Task to carry out =>
Write out all the records again, substituting "a single point for each instance" for every "one point per instance" and leaving everything else as it is.

Pointing and labeling entries:
----

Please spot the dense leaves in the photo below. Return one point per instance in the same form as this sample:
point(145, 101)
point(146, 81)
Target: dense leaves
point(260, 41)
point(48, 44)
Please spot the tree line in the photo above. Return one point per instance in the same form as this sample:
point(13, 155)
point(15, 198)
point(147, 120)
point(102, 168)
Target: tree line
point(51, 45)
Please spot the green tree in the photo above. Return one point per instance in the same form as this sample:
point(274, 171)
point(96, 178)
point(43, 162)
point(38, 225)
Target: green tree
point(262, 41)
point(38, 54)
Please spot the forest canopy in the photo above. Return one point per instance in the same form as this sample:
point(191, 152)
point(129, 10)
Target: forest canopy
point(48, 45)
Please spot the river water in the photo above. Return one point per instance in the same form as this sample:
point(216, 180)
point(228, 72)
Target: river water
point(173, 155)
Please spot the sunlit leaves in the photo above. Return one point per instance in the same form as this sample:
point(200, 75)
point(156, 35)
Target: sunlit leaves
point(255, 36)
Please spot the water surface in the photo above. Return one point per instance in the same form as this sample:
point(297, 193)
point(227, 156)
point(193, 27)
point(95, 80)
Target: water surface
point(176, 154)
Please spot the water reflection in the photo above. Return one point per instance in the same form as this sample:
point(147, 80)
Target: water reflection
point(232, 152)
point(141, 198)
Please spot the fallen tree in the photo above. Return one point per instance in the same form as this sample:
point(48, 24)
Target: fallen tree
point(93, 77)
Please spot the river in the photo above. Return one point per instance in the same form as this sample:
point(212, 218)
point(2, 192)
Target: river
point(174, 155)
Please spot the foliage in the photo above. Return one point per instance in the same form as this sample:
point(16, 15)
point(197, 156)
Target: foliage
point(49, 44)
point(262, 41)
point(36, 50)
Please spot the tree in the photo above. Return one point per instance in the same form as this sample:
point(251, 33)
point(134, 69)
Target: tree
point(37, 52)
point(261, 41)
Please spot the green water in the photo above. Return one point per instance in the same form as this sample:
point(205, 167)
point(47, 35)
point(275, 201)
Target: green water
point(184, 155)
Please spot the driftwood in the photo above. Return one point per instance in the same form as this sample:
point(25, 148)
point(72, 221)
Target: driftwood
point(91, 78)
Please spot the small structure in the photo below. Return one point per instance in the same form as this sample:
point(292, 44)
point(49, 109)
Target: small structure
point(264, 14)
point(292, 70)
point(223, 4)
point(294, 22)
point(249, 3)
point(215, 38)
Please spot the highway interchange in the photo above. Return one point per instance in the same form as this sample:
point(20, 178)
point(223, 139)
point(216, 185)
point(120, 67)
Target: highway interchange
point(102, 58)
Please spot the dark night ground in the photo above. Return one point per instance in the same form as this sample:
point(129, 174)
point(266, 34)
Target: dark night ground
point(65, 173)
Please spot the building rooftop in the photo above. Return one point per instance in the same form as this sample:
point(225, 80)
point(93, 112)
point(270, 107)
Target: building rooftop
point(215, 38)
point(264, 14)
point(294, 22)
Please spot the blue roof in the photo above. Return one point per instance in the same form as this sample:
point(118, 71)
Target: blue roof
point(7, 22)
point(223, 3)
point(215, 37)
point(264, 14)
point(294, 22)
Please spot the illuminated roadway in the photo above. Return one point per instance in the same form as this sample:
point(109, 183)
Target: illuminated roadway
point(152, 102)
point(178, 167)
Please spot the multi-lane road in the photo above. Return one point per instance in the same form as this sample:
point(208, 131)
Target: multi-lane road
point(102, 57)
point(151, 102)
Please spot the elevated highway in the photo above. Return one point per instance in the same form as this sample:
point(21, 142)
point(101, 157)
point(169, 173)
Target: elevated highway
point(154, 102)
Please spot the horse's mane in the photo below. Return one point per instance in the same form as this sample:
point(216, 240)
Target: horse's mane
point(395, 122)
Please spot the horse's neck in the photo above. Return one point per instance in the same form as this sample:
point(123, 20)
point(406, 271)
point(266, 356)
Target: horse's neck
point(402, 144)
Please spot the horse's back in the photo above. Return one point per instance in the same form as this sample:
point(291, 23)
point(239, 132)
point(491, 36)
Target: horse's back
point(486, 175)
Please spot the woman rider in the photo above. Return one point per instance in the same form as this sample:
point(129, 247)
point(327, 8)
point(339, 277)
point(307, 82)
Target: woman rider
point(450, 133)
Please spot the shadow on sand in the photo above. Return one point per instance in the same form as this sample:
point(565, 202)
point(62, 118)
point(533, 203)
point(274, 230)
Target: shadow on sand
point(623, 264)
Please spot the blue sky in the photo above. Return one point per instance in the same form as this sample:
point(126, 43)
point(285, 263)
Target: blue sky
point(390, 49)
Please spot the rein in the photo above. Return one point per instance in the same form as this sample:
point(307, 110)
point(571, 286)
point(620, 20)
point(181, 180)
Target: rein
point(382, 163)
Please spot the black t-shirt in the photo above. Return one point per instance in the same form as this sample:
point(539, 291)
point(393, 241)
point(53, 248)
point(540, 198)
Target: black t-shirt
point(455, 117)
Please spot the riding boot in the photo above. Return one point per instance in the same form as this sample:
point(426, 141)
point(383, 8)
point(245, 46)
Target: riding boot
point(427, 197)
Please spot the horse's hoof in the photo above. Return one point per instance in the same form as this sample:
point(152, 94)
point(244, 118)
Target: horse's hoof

----

Exercise solution =>
Please spot the dense leaves in the photo below. Return a single point for each instance in the same form as this sample:
point(145, 101)
point(146, 81)
Target: dense leaves
point(260, 41)
point(48, 44)
Please spot the tree line in the photo above. Return a single point for each instance in the same form as this sample:
point(13, 155)
point(15, 198)
point(147, 120)
point(102, 168)
Target: tree line
point(51, 45)
Please spot the green tree in the photo above. Return a single point for each instance in the same form as this sample:
point(274, 171)
point(96, 178)
point(43, 162)
point(38, 225)
Target: green tree
point(262, 41)
point(38, 54)
Please spot the forest canopy in the photo above. Return a single point for each instance in the same form as this sample:
point(191, 152)
point(129, 10)
Target: forest canopy
point(48, 45)
Please spot the river water in the photo above. Return a single point for each instance in the same form as this sample:
point(216, 180)
point(228, 72)
Target: river water
point(173, 155)
Please spot the sunlit leaves in the photo above. Return a single point for each instance in the same form as this sample:
point(200, 75)
point(156, 35)
Target: sunlit leaves
point(255, 36)
Please spot the water surface in the photo above. Return a single point for each instance in the same form as this sample:
point(297, 193)
point(227, 156)
point(193, 27)
point(95, 80)
Target: water surface
point(176, 154)
Please spot the water reflection in the photo above. Return a single point for each instance in the same form as this sample:
point(147, 80)
Target: water reflection
point(232, 152)
point(141, 198)
Please spot the fallen tree in the photo above. Return a single point for each instance in the same form as this sample:
point(48, 24)
Target: fallen tree
point(93, 77)
Please spot the river in the photo above. Return a single point for each instance in the same form as this sample:
point(212, 218)
point(2, 192)
Target: river
point(174, 155)
Please spot the foliage in the photo above. Return a single point for each instance in the same form as this sample:
point(16, 15)
point(197, 156)
Target: foliage
point(49, 44)
point(262, 41)
point(36, 50)
Please spot the tree in the photo above. Return a single point for each instance in the same form as this sample:
point(251, 33)
point(134, 69)
Target: tree
point(37, 52)
point(261, 41)
Please spot the green water in the photo above. Return a single point for each instance in the same form as this sample:
point(205, 167)
point(47, 35)
point(275, 201)
Target: green water
point(184, 155)
Please spot the driftwood in the photo above. Return a single point for each instance in the same form as this sample:
point(25, 148)
point(72, 221)
Target: driftwood
point(91, 78)
Please spot the small structure in the photo below. Return a single point for each instance in the same form as this sample:
point(292, 44)
point(49, 109)
Target: small structure
point(264, 14)
point(292, 70)
point(223, 4)
point(294, 22)
point(249, 3)
point(215, 38)
Please spot the highway interchange in the photo above. Return a single point for each instance in the same form as this sample:
point(20, 178)
point(223, 139)
point(216, 185)
point(120, 67)
Target: highway interchange
point(102, 58)
Please spot the dark night ground in the photo above. Return a single point for each instance in the same form as this sample:
point(129, 174)
point(266, 34)
Target: dark night ground
point(65, 173)
Please spot the building rooftop in the photo above. Return a single point for each instance in the same form as this sample:
point(225, 80)
point(93, 112)
point(270, 107)
Target: building rooftop
point(215, 38)
point(264, 14)
point(294, 22)
Please spot the blue roof in the photo above. Return a single point for each instance in the same form as this sample:
point(118, 71)
Target: blue roof
point(7, 22)
point(223, 3)
point(215, 37)
point(264, 14)
point(294, 22)
Please spot the illuminated roadway in the photo above. Return a single point for each instance in the same form as this sample:
point(109, 183)
Target: illuminated roadway
point(152, 102)
point(178, 167)
Please spot the multi-lane road in the photo above. Return a single point for each instance in the same form as this sample:
point(208, 131)
Target: multi-lane road
point(102, 57)
point(151, 102)
Please spot the elevated highway in the photo above. Return a single point for each instance in the same form as this sample:
point(21, 142)
point(101, 157)
point(169, 173)
Target: elevated highway
point(154, 102)
Please spot the horse's mane in the photo below. Return a single point for each instance in the same form as this sample:
point(216, 240)
Target: horse's mane
point(395, 122)
Please spot the horse's neck in the photo above. Return a single point for each instance in the same form as this sample:
point(123, 20)
point(406, 271)
point(266, 356)
Target: horse's neck
point(402, 144)
Please spot the horse's back in the photo above. Return a single point for each instance in the same form as this sample:
point(291, 23)
point(239, 132)
point(491, 36)
Target: horse's back
point(486, 175)
Please spot the woman rider in the photo above. Return a single point for each instance in the same form as this sample:
point(129, 247)
point(327, 8)
point(339, 277)
point(307, 82)
Target: woman rider
point(450, 133)
Please spot the shadow on sand in the photo above. Return a single point for each instance in the same form as this sample:
point(565, 202)
point(62, 118)
point(533, 203)
point(274, 230)
Target: shadow on sand
point(623, 264)
Please spot the blue sky in the photo above. Return a single point for each instance in the same form as this sample:
point(126, 43)
point(285, 263)
Target: blue sky
point(390, 49)
Please spot the rein in the photo above. Return a single point for each instance in the same form as this sample:
point(307, 110)
point(571, 286)
point(620, 20)
point(181, 180)
Target: rein
point(382, 163)
Please spot the black t-shirt in the photo above. Return a single point for each instance in the same form as this sample:
point(539, 291)
point(393, 241)
point(53, 248)
point(540, 198)
Target: black t-shirt
point(455, 117)
Please spot the riding boot in the photo above. Return a single point for each instance in the same form as this sample:
point(426, 141)
point(383, 8)
point(245, 46)
Target: riding boot
point(427, 197)
Please spot the horse's hoof in the photo above. Return a single point for each instance in the same form as this sample:
point(152, 94)
point(244, 118)
Target: horse's hoof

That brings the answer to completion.